### WRITTEN INSTRUCTION
Could you write out every entry below again, changing each "keypoint" to "marker" and keeping everything else the same?
** begin DATASET EXCERPTS **
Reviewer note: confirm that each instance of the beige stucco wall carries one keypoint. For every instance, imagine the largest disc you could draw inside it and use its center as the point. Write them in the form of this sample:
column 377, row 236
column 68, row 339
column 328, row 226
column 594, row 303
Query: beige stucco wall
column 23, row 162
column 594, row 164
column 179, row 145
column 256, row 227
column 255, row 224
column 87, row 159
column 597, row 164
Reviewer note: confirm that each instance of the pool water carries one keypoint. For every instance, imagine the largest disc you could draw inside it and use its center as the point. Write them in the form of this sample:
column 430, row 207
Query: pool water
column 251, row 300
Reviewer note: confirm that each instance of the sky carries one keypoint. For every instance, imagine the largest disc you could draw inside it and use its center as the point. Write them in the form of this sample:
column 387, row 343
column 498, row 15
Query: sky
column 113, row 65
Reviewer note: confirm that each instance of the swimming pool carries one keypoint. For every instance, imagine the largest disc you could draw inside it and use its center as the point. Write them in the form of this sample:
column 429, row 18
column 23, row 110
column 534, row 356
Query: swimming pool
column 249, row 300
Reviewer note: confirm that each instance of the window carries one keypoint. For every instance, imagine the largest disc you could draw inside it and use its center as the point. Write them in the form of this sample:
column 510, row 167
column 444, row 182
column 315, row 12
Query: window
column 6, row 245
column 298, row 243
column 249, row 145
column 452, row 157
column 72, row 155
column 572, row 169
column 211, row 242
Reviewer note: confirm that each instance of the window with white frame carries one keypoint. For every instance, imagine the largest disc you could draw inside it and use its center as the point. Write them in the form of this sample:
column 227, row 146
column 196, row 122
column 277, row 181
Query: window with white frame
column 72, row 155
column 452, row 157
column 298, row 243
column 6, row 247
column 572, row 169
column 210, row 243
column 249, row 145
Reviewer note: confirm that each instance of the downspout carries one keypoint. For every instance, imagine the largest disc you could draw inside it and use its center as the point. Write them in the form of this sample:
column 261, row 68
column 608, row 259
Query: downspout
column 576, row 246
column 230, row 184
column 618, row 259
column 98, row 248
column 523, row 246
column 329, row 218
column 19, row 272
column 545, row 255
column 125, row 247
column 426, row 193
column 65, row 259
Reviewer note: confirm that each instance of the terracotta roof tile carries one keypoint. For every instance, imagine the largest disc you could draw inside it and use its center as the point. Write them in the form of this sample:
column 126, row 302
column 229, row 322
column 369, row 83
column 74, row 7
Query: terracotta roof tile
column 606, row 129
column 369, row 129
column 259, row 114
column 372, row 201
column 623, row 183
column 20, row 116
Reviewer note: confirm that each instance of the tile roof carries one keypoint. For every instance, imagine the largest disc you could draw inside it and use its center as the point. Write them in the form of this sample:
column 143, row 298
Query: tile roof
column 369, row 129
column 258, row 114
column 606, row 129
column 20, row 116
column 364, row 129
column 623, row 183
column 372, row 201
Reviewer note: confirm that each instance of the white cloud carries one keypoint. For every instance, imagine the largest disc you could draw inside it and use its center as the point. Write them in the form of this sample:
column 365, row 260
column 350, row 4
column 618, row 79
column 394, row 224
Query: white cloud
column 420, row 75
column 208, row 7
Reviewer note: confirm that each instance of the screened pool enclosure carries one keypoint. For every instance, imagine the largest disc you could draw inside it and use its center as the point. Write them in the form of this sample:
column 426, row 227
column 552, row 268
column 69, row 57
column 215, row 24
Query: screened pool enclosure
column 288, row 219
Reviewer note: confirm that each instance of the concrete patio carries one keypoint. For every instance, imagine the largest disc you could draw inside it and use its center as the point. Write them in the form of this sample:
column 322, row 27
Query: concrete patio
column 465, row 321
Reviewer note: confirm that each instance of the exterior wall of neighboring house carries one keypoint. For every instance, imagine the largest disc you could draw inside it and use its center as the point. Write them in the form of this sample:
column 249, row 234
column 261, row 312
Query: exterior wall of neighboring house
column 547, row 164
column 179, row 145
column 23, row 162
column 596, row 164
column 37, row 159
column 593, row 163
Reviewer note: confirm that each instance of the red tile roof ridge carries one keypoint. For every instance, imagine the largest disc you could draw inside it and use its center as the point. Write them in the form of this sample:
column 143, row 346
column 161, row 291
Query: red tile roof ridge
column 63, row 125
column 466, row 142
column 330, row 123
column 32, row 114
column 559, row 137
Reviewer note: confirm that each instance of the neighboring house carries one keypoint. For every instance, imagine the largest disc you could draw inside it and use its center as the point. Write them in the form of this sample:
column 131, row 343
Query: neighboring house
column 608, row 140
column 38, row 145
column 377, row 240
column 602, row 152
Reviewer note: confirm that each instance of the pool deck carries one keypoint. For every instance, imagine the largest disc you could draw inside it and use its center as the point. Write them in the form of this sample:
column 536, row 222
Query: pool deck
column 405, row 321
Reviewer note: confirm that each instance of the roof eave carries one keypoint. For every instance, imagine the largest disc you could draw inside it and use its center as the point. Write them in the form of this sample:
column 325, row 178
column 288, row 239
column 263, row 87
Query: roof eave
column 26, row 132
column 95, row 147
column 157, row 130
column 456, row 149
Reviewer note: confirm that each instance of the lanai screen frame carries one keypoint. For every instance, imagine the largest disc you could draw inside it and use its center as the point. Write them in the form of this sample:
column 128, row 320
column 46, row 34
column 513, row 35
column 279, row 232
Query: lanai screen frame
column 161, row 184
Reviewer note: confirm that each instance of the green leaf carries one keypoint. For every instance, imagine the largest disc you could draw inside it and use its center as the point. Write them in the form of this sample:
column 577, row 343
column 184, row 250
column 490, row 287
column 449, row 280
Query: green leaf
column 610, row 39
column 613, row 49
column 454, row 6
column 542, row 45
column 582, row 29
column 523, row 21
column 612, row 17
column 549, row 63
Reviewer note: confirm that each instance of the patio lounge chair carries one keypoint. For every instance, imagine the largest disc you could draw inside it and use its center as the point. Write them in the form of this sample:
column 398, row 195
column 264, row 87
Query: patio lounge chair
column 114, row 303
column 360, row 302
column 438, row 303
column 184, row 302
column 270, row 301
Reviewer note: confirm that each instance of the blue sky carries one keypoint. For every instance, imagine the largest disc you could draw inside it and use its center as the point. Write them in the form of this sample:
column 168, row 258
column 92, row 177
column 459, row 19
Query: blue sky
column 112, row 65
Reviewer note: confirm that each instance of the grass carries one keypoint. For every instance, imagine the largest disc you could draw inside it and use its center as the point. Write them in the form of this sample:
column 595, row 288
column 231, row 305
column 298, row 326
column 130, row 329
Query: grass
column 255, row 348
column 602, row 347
** end DATASET EXCERPTS **
### OUTPUT
Reviewer note: confirm that each instance of the beige stucco wall carries one marker. For every instance, imagine the largest disc you could draw inside it and use its center as the point. Write them in the form of this sample:
column 377, row 236
column 68, row 339
column 328, row 226
column 594, row 303
Query: beige stucco wall
column 23, row 162
column 594, row 164
column 179, row 145
column 256, row 227
column 255, row 224
column 87, row 159
column 597, row 164
Reviewer note: confirm that each instance of the pool water carries one marker. For every instance, imagine the largest disc you could draw inside it and use its center as the point. Write them in the form of this sample:
column 430, row 207
Query: pool water
column 251, row 300
Reviewer note: confirm that each instance of the sky carries one marker. For every instance, imagine the largest disc you could draw inside it and use its center as the point. Write them in the form of this sample:
column 387, row 343
column 498, row 15
Query: sky
column 113, row 65
Reviewer note: confirm that each instance of the swimming pool carries one marker. For every instance, imagine the largest disc you could draw inside it and use its center as the point. Write them in the form of this sample:
column 429, row 18
column 23, row 110
column 534, row 356
Query: swimming pool
column 249, row 300
Reviewer note: confirm that each instance of the window carries one marker. For every instance, imagine the largest disc you could draw inside it and use its center as the point. Write them in the form of this sample:
column 510, row 167
column 444, row 182
column 315, row 12
Query: window
column 6, row 245
column 298, row 243
column 249, row 145
column 452, row 157
column 72, row 155
column 572, row 169
column 211, row 242
Reviewer note: confirm that each instance of the window with white frame carries one marker. For every instance, imagine the largest disc you could draw inside it and use its center as the point. Write them in the form of this sample:
column 227, row 146
column 196, row 122
column 277, row 181
Query: window with white frame
column 72, row 155
column 452, row 157
column 298, row 243
column 6, row 247
column 572, row 169
column 210, row 243
column 249, row 145
Reviewer note: confirm that each instance of the downspout carries one marker. For every instance, imagine the largest disc you could draw inside it and use its center as the point. Write them in the form of this sample:
column 261, row 68
column 608, row 259
Query: downspout
column 576, row 246
column 230, row 184
column 618, row 259
column 98, row 248
column 523, row 246
column 329, row 218
column 19, row 272
column 545, row 255
column 125, row 247
column 426, row 193
column 65, row 259
Reviewer note: confirm that each instance of the terracotta roof tile carries one marker. For every instance, imagine the largest disc you could draw inside it and use its center as the point. Write them in the form of this sample:
column 126, row 302
column 229, row 322
column 369, row 83
column 74, row 7
Query: terracotta roof tile
column 606, row 129
column 369, row 129
column 259, row 114
column 372, row 201
column 623, row 183
column 20, row 116
Reviewer note: confirm that each instance of the tile roof carries one marker. For every instance, imagine the largest disc you could draw inside it and use its center as the point. Write them in the form of this sample:
column 143, row 298
Query: tile roof
column 369, row 129
column 258, row 114
column 606, row 129
column 20, row 116
column 364, row 129
column 623, row 183
column 372, row 201
Reviewer note: confirm that each instance of the white cloud carries one marker. For every instance, imagine the largest disc you could draw inside it and use its center as the point. Write them in the form of this sample:
column 365, row 260
column 350, row 4
column 618, row 79
column 394, row 224
Query: white cloud
column 420, row 75
column 208, row 7
Reviewer note: confirm that each instance of the screened pool enclosure carries one marker. For every instance, imagine the largest disc you could draw inside it and use its center as the point. Write them in the form of this sample:
column 426, row 227
column 552, row 268
column 69, row 57
column 215, row 24
Query: screened pool enclosure
column 288, row 219
Reviewer note: confirm that each instance of the concrete patio carries one marker. For every instance, imagine the largest disc you could draw inside it and use its center as the point. Write them in the form of this sample:
column 322, row 27
Query: concrete patio
column 465, row 321
Reviewer note: confirm that each instance of the exterior wall of neighboring house carries one marker. For every instance, imagine the largest disc you could draw inside it and use its center as the point. Write them in the form of this sample:
column 249, row 234
column 261, row 312
Query: exterior wall of neighboring house
column 547, row 164
column 179, row 145
column 23, row 162
column 596, row 164
column 37, row 159
column 593, row 163
Reviewer note: confirm that each instance of the red tile roof ridge carries one marker. For every instance, imagine the largest disc you could draw inside it and use its center as the point. Write them in the form of this sample:
column 143, row 346
column 161, row 291
Query: red tile roof ridge
column 63, row 125
column 466, row 142
column 330, row 123
column 32, row 114
column 559, row 137
Reviewer note: confirm that each instance of the neighboring house carries one marker. For every instance, imagine the largest disc you could draw inside it and use its center as the point. Write them in the form of this sample:
column 131, row 343
Query: neighboring house
column 608, row 140
column 38, row 145
column 377, row 240
column 602, row 152
Reviewer note: confirm that each instance of the pool deck carries one marker. For every instance, imagine the largest disc you could draw inside it and use its center as the point. Write them in the form of this sample:
column 536, row 222
Query: pool deck
column 405, row 321
Reviewer note: confirm that each instance of the roof eave carries one marker. For every instance, imagine the largest disc you could draw inside it and use its center as the point. Write them in the form of this sample:
column 325, row 178
column 288, row 239
column 263, row 87
Query: roof eave
column 26, row 132
column 95, row 147
column 157, row 130
column 456, row 149
Reviewer note: confirm that each instance of the lanai screen frame carries one marker. For every instance, imagine the largest disc you could draw inside it and use its center as the point. Write them in the form of this sample:
column 128, row 320
column 46, row 34
column 513, row 35
column 279, row 232
Query: lanai screen frame
column 161, row 184
Reviewer note: confirm that each instance of the green leaf carries one marker. For every instance, imagine the largest disc you could draw inside it and use its center as the point. Write them in the form of this sample:
column 577, row 343
column 184, row 250
column 490, row 287
column 449, row 280
Query: green leaf
column 610, row 39
column 613, row 49
column 454, row 6
column 542, row 45
column 582, row 29
column 523, row 21
column 612, row 17
column 549, row 63
Reviewer note: confirm that each instance of the patio lounge chair carries one marker. For every instance, imagine the largest disc you could draw inside it and use its center as the point. Write them in the form of this sample:
column 398, row 195
column 264, row 87
Query: patio lounge chair
column 114, row 303
column 360, row 302
column 438, row 303
column 184, row 302
column 270, row 301
Reviewer note: confirm that each instance of the blue sky carries one marker. For every instance, imagine the largest disc you could draw inside it and use its center as the point. Write them in the form of this sample:
column 168, row 258
column 92, row 177
column 459, row 19
Query: blue sky
column 112, row 65
Reviewer note: confirm that each instance of the grass carries one marker. For every instance, imagine the largest disc you could draw inside it and use its center as the point. Write them in the form of this sample:
column 595, row 288
column 231, row 305
column 298, row 326
column 130, row 329
Query: grass
column 255, row 348
column 602, row 347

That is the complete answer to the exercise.